REQUIRED ACTIONS:
1) Revise the Energy Charter Treaty passage, beginning at the words that have "This Article makes" and stopping after "is criticised for.", so that "arbitration forum" reads "arbitral tribunal" instead.
2) Answer these questions on the Energy Charter Treaty passage:
(a) On what date was the final text of the modernised treaty published?
(b) Which country serves as the Depositary of the treaty?
(c) About how many members of European and national parliaments made their request in September 2020?
3) Carry the Energy Charter Treaty article forward from its last sentence.

## start EXTRACT TO READ

Despite looking good on paper, the abovementioned characteristics of the ECT have been a source of long-standing political and academic controversies. The ECT has been surrounded by severe criticism for almost two decades for conflicting the EU law, defying the objectives of the 2015 Paris Agreement by unduly protecting carbon-intensive investments, and posing an obstacle in the path of transition to clean energy.
The discussions surrounding the ECT attracted even greater attention when close to 150 members of European and national parliaments requested the provisions that protect fossil fuel investments be removed from the ECT in September 2020, emphasising the importance of phasing-out fossil fuels and alignment with the Paris Agreement. The parliamentary members also appealed to the EU Member States to jointly withdraw from the Treaty unless a thorough modernisation is achieved. Multiplied by the effects of Achmea and Komstroy judgments, the demand for reform has grown even further.
The negotiations for the modernisation of the ECT were carried out against this background, but only to result in significant dissatisfaction. The final text of the modernised ECT reflecting the Agreement in Principle reached on 24 June 2022 was published on 13 September 2022, shortly before the European Parliament’s resolution outlining the deficits of the modernised text and call for a coordinated withdrawal from the ECT by the EU and its Member States. The European Parliament even proposed a way to neutralise the ECT’s trouble-making sunset clause: a reciprocal revocation by an agreement of all withdrawing EU/non-EU parties.
In addition to the European Parliament, the disappointment caused by the modernised ECT that was formed after long-continued efforts provoked negative reactions from several EU Member States, which announced their intention to withdraw, citing the modernised ECT’s lack of compliance with the Paris Agreement and the EU law. While the Russian Federation and the Italian Republic remain within the scope of the sunset clause, France, Germany, and Poland have notified Portugal, the Depositary of the Energy Charter Treaty, of their withdrawal from the Treaty and Spain, the Netherlands, Slovenia, and Luxembourg have announced their intention to exit without making an official written notification.
This Article makes no attempt to speculate on the reasons behind the present ECT abandonment movement, nor does it seek to refute the criticisms against the ECT. Instead, it focuses on understanding and recognising the ECT’s shortcomings and offering adequate solutions. Arguing for the revival of the ECT, the Authors of this Article are of the opinion that a throughout revision of the Treaty is the best course of action to continue the possibility of bringing disputes arising from the energy projects in the host States to an independent and neutral arbitration forum and that withdrawal from the Treaty, whether unilateral or coordinated, is no cure to the problems the current ECT raises and is criticised for.

## end EXTRACT TO READ
## start EXCERPTED RECORDS

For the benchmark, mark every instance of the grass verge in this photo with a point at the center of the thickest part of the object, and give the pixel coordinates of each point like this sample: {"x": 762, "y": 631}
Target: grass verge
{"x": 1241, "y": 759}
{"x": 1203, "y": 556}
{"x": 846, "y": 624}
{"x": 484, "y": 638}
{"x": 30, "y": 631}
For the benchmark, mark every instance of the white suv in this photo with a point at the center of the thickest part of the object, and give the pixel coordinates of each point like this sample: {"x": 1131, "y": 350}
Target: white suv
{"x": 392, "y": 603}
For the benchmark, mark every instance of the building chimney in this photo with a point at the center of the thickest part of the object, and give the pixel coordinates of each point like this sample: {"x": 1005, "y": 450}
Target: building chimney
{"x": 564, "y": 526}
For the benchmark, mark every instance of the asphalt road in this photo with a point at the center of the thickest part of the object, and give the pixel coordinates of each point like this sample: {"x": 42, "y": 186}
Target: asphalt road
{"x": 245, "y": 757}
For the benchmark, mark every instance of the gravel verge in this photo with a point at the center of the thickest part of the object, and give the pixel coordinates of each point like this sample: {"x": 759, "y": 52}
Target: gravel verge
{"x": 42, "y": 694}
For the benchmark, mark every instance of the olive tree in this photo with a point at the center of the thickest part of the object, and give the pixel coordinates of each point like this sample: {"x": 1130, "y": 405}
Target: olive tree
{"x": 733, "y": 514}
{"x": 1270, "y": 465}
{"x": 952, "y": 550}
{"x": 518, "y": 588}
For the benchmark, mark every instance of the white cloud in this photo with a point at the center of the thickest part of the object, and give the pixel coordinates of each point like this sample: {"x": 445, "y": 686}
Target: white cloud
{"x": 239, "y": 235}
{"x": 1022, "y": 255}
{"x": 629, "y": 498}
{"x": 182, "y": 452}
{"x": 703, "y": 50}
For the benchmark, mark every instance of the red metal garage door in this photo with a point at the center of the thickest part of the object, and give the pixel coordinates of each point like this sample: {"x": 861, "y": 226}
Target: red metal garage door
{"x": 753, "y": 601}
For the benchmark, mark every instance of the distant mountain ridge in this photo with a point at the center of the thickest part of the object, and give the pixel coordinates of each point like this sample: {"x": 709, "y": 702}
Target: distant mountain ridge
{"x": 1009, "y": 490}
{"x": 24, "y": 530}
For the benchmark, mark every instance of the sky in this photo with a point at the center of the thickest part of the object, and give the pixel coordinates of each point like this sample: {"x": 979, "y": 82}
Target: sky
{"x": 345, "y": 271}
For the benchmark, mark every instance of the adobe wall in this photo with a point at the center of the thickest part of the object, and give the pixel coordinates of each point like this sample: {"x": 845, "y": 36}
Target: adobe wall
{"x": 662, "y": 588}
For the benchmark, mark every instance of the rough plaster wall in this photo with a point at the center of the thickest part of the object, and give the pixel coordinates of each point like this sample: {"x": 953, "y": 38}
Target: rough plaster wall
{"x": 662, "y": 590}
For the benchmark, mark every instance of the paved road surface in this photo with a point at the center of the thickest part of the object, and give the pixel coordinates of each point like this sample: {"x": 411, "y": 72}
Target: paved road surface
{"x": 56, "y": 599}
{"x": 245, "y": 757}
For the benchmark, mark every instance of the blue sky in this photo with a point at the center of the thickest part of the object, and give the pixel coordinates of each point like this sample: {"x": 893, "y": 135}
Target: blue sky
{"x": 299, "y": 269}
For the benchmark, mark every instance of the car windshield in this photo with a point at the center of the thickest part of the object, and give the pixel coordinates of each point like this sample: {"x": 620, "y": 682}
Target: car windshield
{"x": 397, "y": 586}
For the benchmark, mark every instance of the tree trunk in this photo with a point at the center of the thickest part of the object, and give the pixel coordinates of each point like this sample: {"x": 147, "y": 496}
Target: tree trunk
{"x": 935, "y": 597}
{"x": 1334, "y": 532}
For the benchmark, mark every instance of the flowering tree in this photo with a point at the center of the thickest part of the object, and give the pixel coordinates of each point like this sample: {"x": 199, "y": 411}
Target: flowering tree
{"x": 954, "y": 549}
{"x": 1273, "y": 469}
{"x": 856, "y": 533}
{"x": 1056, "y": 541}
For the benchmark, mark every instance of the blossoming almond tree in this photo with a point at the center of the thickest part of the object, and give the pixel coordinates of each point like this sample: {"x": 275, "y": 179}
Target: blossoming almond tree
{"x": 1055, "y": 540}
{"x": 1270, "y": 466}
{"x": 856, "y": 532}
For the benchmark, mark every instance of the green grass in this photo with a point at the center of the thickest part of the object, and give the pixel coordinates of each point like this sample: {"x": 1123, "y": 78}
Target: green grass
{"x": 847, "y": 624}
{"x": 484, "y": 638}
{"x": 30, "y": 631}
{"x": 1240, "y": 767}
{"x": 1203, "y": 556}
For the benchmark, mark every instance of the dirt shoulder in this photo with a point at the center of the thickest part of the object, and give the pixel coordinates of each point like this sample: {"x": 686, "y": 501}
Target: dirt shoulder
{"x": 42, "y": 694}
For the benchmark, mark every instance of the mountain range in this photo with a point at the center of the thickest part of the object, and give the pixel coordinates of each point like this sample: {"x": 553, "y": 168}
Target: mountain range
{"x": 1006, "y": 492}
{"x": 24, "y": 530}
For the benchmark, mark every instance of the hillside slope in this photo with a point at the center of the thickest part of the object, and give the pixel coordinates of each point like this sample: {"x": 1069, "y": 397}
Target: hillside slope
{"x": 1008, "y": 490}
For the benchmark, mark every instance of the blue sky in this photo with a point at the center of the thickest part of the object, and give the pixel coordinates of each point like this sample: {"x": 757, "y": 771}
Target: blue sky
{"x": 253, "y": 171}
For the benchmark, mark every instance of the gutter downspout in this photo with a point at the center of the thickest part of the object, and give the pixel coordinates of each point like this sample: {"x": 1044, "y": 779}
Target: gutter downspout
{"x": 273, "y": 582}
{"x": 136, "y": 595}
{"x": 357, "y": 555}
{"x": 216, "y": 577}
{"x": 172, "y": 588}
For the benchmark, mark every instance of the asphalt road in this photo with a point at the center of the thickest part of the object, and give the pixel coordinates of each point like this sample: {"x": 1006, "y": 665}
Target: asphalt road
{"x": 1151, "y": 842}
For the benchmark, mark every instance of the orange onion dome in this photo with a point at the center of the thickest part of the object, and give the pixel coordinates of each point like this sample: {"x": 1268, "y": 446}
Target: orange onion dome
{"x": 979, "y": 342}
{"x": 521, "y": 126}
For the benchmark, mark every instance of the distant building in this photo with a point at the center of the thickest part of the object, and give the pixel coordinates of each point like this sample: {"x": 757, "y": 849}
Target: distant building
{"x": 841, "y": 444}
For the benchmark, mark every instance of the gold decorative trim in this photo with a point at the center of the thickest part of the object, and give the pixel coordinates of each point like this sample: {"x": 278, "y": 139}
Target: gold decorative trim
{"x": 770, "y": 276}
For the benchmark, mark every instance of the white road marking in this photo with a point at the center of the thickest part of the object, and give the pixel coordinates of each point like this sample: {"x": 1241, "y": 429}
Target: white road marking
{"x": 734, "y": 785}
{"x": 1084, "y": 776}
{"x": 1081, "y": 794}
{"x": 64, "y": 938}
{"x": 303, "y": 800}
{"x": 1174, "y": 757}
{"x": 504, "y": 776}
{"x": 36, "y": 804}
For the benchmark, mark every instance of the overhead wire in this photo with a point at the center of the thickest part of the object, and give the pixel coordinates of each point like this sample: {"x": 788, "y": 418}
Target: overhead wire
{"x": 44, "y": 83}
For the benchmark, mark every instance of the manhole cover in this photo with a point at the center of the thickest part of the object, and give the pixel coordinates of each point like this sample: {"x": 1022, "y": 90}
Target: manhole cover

## end EXCERPTED RECORDS

RESPONSES IN ORDER:
1)
This Article makes no attempt to speculate on the reasons behind the present ECT abandonment movement, nor does it seek to refute the criticisms against the ECT. Instead, it focuses on understanding and recognising the ECT’s shortcomings and offering adequate solutions. Arguing for the revival of the ECT, the Authors of this Article are of the opinion that a throughout revision of the Treaty is the best course of action to continue the possibility of bringing disputes arising from the energy projects in the host States to an independent and neutral arbitral tribunal and that withdrawal from the Treaty, whether unilateral or coordinated, is no cure to the problems the current ECT raises and is criticised for.

2)
(a) 13 September 2022
(b) Portugal
(c) Close to 150

3)
B. The Energy Charter Treaty’s Shortcomings and Proposed Solutions
The ECT has been under fire from all sides since the Russian Federation left in 2009. It is now commonplace to say of Russia’s withdrawal that it has reduced the ECT to a mere intra-EU treaty, rendering it weak and irrelevant in view of its incompatibility with the autonomy of the EU law. Had been designed to contribute to the sustainable development of the earth, the ECT is now accused of guarding fossil fuel investments in a world committed to combatting the threat of climate change. Critics further suggest that the blame for the slow transition to renewable energy lies with the Treaty, which is abused by big fossil energy companies to discourage governments from enacting progressive legislation. Among others, these issues are widely regarded to be the ECT’s main setbacks that triggered Italy’s exit in 2016 and acted as the driving force behind the more recent withdrawal of seven additional European states. This chapter will analyse these flaws of the ECT and how to effectively address them to revive the Treaty.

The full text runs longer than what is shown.